> YOUR GOAL:
Could you render every line of the items below as a JSON list of strings, one string per line, with blank lines left out?

> RAW DATA:

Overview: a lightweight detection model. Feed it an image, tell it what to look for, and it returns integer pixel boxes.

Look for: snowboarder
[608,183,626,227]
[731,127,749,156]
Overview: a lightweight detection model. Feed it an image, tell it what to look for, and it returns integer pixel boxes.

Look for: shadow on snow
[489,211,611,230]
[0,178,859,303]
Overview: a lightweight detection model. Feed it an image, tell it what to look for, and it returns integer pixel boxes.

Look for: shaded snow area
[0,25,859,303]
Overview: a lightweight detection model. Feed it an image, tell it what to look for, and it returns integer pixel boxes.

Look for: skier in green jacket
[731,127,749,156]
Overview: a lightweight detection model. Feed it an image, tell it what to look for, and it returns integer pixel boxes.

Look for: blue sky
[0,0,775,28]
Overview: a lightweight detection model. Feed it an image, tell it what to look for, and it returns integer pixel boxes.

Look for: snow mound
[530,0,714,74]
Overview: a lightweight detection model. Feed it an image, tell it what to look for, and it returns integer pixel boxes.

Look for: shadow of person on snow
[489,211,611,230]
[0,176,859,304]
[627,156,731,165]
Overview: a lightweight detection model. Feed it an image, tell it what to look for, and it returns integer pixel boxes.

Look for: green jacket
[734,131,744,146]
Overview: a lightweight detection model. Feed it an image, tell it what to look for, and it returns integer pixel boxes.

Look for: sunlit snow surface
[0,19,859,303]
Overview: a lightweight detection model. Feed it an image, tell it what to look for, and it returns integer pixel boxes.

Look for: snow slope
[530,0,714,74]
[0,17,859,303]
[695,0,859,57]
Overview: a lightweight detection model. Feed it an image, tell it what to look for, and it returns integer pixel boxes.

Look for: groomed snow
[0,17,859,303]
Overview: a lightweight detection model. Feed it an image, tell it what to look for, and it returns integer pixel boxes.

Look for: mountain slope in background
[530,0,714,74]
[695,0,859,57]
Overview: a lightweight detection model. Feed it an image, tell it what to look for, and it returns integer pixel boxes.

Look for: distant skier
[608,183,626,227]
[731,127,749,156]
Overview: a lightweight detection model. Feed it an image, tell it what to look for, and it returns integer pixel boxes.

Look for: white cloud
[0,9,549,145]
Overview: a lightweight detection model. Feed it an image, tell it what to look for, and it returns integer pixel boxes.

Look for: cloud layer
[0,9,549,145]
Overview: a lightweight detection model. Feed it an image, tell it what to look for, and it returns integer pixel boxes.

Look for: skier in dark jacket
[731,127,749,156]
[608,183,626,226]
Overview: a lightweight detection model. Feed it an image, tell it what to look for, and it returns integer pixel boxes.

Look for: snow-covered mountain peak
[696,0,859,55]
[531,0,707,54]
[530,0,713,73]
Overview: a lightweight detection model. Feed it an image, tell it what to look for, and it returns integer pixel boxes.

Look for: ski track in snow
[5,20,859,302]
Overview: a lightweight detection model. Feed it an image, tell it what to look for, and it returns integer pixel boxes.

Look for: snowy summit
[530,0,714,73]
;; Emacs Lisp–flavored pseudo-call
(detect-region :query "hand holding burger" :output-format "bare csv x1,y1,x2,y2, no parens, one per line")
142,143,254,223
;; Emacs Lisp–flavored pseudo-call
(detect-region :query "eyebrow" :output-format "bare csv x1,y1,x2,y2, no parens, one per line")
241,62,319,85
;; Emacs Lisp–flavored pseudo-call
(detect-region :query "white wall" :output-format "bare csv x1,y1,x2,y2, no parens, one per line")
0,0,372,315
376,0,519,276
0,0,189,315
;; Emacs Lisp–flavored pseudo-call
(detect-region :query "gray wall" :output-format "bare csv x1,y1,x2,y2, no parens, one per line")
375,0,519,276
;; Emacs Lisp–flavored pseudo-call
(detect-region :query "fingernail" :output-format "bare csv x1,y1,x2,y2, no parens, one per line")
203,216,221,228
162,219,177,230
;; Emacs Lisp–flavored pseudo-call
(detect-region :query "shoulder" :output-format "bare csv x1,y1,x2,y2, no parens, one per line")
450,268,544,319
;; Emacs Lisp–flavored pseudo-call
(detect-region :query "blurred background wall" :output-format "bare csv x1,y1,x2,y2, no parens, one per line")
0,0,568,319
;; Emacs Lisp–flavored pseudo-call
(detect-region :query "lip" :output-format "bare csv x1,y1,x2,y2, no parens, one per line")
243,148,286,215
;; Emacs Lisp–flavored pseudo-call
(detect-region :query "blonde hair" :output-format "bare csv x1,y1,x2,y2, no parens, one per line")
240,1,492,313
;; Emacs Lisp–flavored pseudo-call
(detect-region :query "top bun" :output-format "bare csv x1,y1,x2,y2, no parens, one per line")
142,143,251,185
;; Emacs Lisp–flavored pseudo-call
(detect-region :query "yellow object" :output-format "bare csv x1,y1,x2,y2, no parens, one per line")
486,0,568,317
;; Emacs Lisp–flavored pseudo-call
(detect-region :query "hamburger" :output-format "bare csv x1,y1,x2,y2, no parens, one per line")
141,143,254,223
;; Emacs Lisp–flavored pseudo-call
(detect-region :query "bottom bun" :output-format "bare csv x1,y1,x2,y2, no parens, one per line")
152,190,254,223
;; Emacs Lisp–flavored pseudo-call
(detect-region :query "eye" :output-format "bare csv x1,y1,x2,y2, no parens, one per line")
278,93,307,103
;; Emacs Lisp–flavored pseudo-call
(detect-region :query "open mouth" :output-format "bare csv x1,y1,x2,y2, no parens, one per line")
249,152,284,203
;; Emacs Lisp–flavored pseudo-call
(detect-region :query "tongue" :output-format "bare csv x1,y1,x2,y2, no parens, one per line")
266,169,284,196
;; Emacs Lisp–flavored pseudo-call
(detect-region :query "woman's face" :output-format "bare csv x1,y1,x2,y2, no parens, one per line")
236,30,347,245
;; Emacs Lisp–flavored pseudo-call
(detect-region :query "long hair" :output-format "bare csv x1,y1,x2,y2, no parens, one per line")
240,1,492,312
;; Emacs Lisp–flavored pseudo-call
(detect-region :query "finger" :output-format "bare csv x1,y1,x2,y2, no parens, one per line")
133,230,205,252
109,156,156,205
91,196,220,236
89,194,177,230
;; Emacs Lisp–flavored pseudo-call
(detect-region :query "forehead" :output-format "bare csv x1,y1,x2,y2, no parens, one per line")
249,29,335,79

> EXERCISE ANSWER:
[
  "Overview: a lightweight detection model. Feed it an image, tell it what to look for, and it returns integer pixel boxes.",
  "Look for: snowboarder",
  "[608,183,626,227]",
  "[731,127,749,156]",
  "Overview: a lightweight detection model. Feed it an image, tell it what to look for, and it returns integer pixel boxes.",
  "Look for: shadow on snow",
  "[489,211,611,230]",
  "[0,178,859,303]",
  "Overview: a lightweight detection model. Feed it an image, tell it what to look for, and it returns integer pixel boxes.",
  "Look for: shaded snow area",
  "[0,25,859,303]",
  "Overview: a lightweight detection model. Feed it an image, tell it what to look for, and it returns integer pixel boxes.",
  "Look for: skier in green jacket",
  "[731,127,749,156]",
  "Overview: a lightweight detection model. Feed it an image, tell it what to look for, and it returns integer pixel boxes.",
  "Look for: blue sky",
  "[0,0,775,28]",
  "Overview: a lightweight detection model. Feed it an image, tell it what to look for, and it returns integer pixel boxes.",
  "Look for: snow mound",
  "[530,0,714,74]",
  "Overview: a lightweight detection model. Feed it an image, tell it what to look for, and it returns integer pixel boxes.",
  "Look for: shadow of person on snow",
  "[489,211,611,230]",
  "[0,176,859,304]",
  "[627,156,731,165]",
  "Overview: a lightweight detection model. Feed it an image, tell it what to look for, and it returns integer pixel boxes.",
  "Look for: green jacket",
  "[734,131,744,146]",
  "Overview: a lightweight detection model. Feed it an image, tell it what to look for, and it returns integer pixel boxes.",
  "Look for: sunlit snow surface",
  "[0,19,859,303]",
  "Overview: a lightweight detection model. Feed it an image, tell it what to look for, and it returns integer pixel boxes.",
  "Look for: snow slope",
  "[530,0,714,74]",
  "[0,17,859,303]",
  "[695,0,859,57]",
  "Overview: a lightweight detection model. Feed it an image, tell it what to look for, and it returns integer pixel boxes.",
  "Look for: groomed snow",
  "[0,17,859,303]",
  "Overview: a lightweight detection model. Feed it an image, tell it what to look for, and it returns integer pixel boxes.",
  "Look for: mountain slope in background",
  "[530,0,714,74]",
  "[695,0,859,57]",
  "Overview: a lightweight detection model. Feed it an image, tell it what to look for, and it returns integer pixel boxes.",
  "Look for: distant skier",
  "[608,183,626,227]",
  "[731,127,749,156]",
  "Overview: a lightweight detection model. Feed it an image, tell it what to look for, and it returns integer pixel boxes.",
  "Look for: white cloud",
  "[0,9,549,145]",
  "Overview: a lightweight detection model. Feed it an image, tell it what to look for, and it returns integer pixel boxes.",
  "Look for: cloud layer",
  "[0,9,549,145]",
  "Overview: a lightweight detection model. Feed it an image, tell it what to look for, and it returns integer pixel boxes.",
  "Look for: skier in dark jacket",
  "[731,127,749,156]",
  "[608,183,626,226]",
  "Overview: a lightweight detection model. Feed it an image, tell it what to look for, and it returns integer pixel boxes.",
  "Look for: snow-covered mountain peak",
  "[696,0,859,55]",
  "[531,0,707,54]",
  "[530,0,713,73]",
  "Overview: a lightweight detection model. Feed it an image, tell it what to look for, and it returns integer pixel boxes.",
  "Look for: ski track in snow",
  "[5,20,859,302]",
  "Overview: a lightweight detection model. Feed it an image, tell it what to look for, and it returns integer pixel boxes.",
  "Look for: snowy summit",
  "[530,0,714,73]",
  ";; Emacs Lisp–flavored pseudo-call",
  "(detect-region :query \"hand holding burger\" :output-format \"bare csv x1,y1,x2,y2, no parens, one per line\")",
  "142,143,254,223",
  ";; Emacs Lisp–flavored pseudo-call",
  "(detect-region :query \"eyebrow\" :output-format \"bare csv x1,y1,x2,y2, no parens, one per line\")",
  "241,62,319,85",
  ";; Emacs Lisp–flavored pseudo-call",
  "(detect-region :query \"white wall\" :output-format \"bare csv x1,y1,x2,y2, no parens, one per line\")",
  "0,0,372,315",
  "376,0,519,276",
  "0,0,189,315",
  ";; Emacs Lisp–flavored pseudo-call",
  "(detect-region :query \"gray wall\" :output-format \"bare csv x1,y1,x2,y2, no parens, one per line\")",
  "375,0,519,276",
  ";; Emacs Lisp–flavored pseudo-call",
  "(detect-region :query \"fingernail\" :output-format \"bare csv x1,y1,x2,y2, no parens, one per line\")",
  "203,216,221,228",
  "162,219,177,230",
  ";; Emacs Lisp–flavored pseudo-call",
  "(detect-region :query \"shoulder\" :output-format \"bare csv x1,y1,x2,y2, no parens, one per line\")",
  "450,268,544,319",
  ";; Emacs Lisp–flavored pseudo-call",
  "(detect-region :query \"blurred background wall\" :output-format \"bare csv x1,y1,x2,y2, no parens, one per line\")",
  "0,0,568,319",
  ";; Emacs Lisp–flavored pseudo-call",
  "(detect-region :query \"lip\" :output-format \"bare csv x1,y1,x2,y2, no parens, one per line\")",
  "243,148,286,215",
  ";; Emacs Lisp–flavored pseudo-call",
  "(detect-region :query \"blonde hair\" :output-format \"bare csv x1,y1,x2,y2, no parens, one per line\")",
  "240,1,492,313",
  ";; Emacs Lisp–flavored pseudo-call",
  "(detect-region :query \"top bun\" :output-format \"bare csv x1,y1,x2,y2, no parens, one per line\")",
  "142,143,251,185",
  ";; Emacs Lisp–flavored pseudo-call",
  "(detect-region :query \"yellow object\" :output-format \"bare csv x1,y1,x2,y2, no parens, one per line\")",
  "486,0,568,317",
  ";; Emacs Lisp–flavored pseudo-call",
  "(detect-region :query \"hamburger\" :output-format \"bare csv x1,y1,x2,y2, no parens, one per line\")",
  "141,143,254,223",
  ";; Emacs Lisp–flavored pseudo-call",
  "(detect-region :query \"bottom bun\" :output-format \"bare csv x1,y1,x2,y2, no parens, one per line\")",
  "152,190,254,223",
  ";; Emacs Lisp–flavored pseudo-call",
  "(detect-region :query \"eye\" :output-format \"bare csv x1,y1,x2,y2, no parens, one per line\")",
  "278,93,307,103",
  ";; Emacs Lisp–flavored pseudo-call",
  "(detect-region :query \"open mouth\" :output-format \"bare csv x1,y1,x2,y2, no parens, one per line\")",
  "249,152,284,203",
  ";; Emacs Lisp–flavored pseudo-call",
  "(detect-region :query \"tongue\" :output-format \"bare csv x1,y1,x2,y2, no parens, one per line\")",
  "266,169,284,196",
  ";; Emacs Lisp–flavored pseudo-call",
  "(detect-region :query \"woman's face\" :output-format \"bare csv x1,y1,x2,y2, no parens, one per line\")",
  "236,30,347,245",
  ";; Emacs Lisp–flavored pseudo-call",
  "(detect-region :query \"long hair\" :output-format \"bare csv x1,y1,x2,y2, no parens, one per line\")",
  "240,1,492,312",
  ";; Emacs Lisp–flavored pseudo-call",
  "(detect-region :query \"finger\" :output-format \"bare csv x1,y1,x2,y2, no parens, one per line\")",
  "133,230,205,252",
  "109,156,156,205",
  "91,196,220,236",
  "89,194,177,230",
  ";; Emacs Lisp–flavored pseudo-call",
  "(detect-region :query \"forehead\" :output-format \"bare csv x1,y1,x2,y2, no parens, one per line\")",
  "249,29,335,79"
]